-------- Record set --------

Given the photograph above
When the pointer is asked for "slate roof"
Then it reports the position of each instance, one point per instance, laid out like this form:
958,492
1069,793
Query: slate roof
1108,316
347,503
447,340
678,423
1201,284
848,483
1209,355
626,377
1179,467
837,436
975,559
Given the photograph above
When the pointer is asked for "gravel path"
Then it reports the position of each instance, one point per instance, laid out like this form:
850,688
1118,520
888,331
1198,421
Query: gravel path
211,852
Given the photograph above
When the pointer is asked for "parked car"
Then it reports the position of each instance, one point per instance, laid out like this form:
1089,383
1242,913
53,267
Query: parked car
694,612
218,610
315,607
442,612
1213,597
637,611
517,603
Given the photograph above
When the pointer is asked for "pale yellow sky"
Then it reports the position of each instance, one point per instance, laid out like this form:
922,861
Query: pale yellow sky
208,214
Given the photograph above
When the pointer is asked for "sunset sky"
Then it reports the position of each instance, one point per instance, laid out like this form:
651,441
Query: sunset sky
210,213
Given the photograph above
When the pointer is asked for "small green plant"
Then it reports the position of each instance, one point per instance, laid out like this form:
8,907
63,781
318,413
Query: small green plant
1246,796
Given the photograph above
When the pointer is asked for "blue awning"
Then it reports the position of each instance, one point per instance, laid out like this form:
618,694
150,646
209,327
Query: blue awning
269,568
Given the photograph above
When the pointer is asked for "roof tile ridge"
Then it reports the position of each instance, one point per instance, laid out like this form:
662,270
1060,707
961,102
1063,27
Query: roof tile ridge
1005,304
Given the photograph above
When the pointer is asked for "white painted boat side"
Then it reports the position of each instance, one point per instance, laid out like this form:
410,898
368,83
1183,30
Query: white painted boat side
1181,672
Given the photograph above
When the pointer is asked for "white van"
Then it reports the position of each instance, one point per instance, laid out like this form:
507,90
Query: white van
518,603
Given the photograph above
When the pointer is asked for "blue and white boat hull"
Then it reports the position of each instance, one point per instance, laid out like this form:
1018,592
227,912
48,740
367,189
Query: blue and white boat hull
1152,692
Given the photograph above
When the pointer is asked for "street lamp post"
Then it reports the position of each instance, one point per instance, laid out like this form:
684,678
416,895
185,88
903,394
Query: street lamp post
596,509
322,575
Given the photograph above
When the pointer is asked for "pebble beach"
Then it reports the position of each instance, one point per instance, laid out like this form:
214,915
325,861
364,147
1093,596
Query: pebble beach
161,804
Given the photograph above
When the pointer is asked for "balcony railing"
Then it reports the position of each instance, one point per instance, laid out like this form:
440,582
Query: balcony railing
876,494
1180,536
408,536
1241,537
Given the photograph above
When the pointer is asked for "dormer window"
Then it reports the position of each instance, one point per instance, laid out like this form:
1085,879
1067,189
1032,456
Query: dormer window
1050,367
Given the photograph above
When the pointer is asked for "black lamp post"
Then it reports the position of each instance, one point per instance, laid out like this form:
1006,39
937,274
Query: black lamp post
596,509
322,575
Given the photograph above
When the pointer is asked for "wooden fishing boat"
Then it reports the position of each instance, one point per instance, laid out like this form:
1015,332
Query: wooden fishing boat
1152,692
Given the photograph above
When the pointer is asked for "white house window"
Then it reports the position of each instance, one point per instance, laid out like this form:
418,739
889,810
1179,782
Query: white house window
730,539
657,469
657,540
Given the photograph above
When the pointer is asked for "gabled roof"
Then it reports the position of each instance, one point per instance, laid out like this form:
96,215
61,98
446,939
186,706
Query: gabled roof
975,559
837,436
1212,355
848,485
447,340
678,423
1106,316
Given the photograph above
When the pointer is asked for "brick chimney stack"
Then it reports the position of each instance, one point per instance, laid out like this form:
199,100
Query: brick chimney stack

--------

■ **Your assignment**: Each line of the data should be given back exactly.

■ **Answer box**:
Given the photograph above
When the pointer is asked for "slate roof"
Then it reports the position of each instance, one point per instance, laid out like this form:
958,492
1069,793
Query: slate roof
1108,316
347,503
447,340
678,423
1201,284
848,483
1209,355
626,377
1179,467
837,436
975,559
Given the photograph above
When the pointer is asked for "gravel path"
Then it reports the position of each instance, one point per instance, laid out like this form:
850,688
1118,520
888,331
1198,421
Query: gravel path
211,852
Given the photograph above
When the pointer is asked for "parked car"
Then it reports the position of each instance, one point per instance, laid out like this form:
1089,383
1242,913
53,267
Query: parked car
694,612
218,610
315,607
442,612
1213,597
637,611
517,603
Given the photograph above
When the pointer is asked for "pale yellow sky"
Then it reports the position of each instance, one point per instance, laid out like this form:
922,861
Query: pale yellow sky
208,214
Given the photograph above
When the pointer is asked for "sunset sky"
Then it reports the position of each instance, one point per instance, laid out like this form:
651,441
Query: sunset sky
210,213
Given the photograph above
When the pointer is asked for "small green plant"
Then it reports the position of each instance, one point per instance, laid out like this form:
8,907
63,781
318,413
Query: small green plant
1246,796
Given the photograph above
When the pointer is asked for "blue awning"
Then it reports the position of each instance, one point per instance, laid out like this form:
618,694
150,646
209,327
Query: blue awning
269,568
Given the photograph above
When the pointer is asked for "roof tile ridge"
Then it reports the position of each instance, one point per instance, laid out like this form:
662,270
1060,707
961,102
1063,27
Query: roof tile ridge
1005,304
Given the photograph above
When the pointer is asked for "white painted boat side"
Then it reports the position of each instance, one point per instance, laid out like this form:
410,898
368,83
1183,30
Query: white painted boat side
1181,672
Given the photograph above
When the pointer is asked for "white van"
Then it reports the position of each instance, one point per instance, laid out like this form:
507,90
Query: white van
518,603
Given the photograph above
When the pointer is asked for "blue and white boat hull"
Then it reports the position of each instance, one point per instance, laid out like this form:
1018,592
227,912
48,740
367,189
Query: blue and white boat hull
1152,692
Given the photograph above
When the pointer is asked for "street lamp post"
Then it reports the position of each instance, one point per instance, laid out like this form:
684,678
416,895
185,88
903,394
Query: street lamp post
596,509
322,575
Given the photograph above
When the pointer is asked for "pebble beach"
Then it reports the position of each instance, one point per instance, laid out like this form:
214,915
325,861
364,147
1093,596
Query: pebble beach
161,804
Given the photograph above
When the pointer is asked for "balcony railing"
Then it reports the position of each instance, one point per instance, laid out like this form:
440,582
Query: balcony railing
876,494
1180,536
408,536
1241,537
Given the photograph above
When the pointer is asked for "dormer window"
Then it reports the position of each instance, one point per instance, laid out like this form:
1085,879
1067,189
1032,456
Query: dormer window
1050,367
Given the photograph above
When the pointer is asked for "black lamp post"
Then it reports the position of each instance, one point per instance, laid out like this form:
1006,39
937,274
Query: black lamp post
596,509
322,575
Given the photograph above
When the pointer is asked for "wooden fishing boat"
Then it reports the position of each instance, one point per instance, laid out like this form:
1015,332
Query: wooden fishing boat
1152,692
Given the photograph above
When the pointer is asked for "white house window"
Then it reports the position of each instance, one point per instance, laid out like this form:
418,739
889,810
1179,782
Query: white house window
730,539
657,469
657,540
Given the photograph above
When the pointer is asked for "gabled roof"
Then it reports the position of each instance, one point per instance, laid out like this form:
96,215
61,98
446,939
186,706
Query: gabled roof
975,559
837,436
1212,355
848,485
447,340
678,423
1106,316
Given the photograph above
When the pointer is asked for "brick chimney stack"
Then it reports the position of each instance, one point per instance, laid out like this form:
199,100
Query: brick chimney stack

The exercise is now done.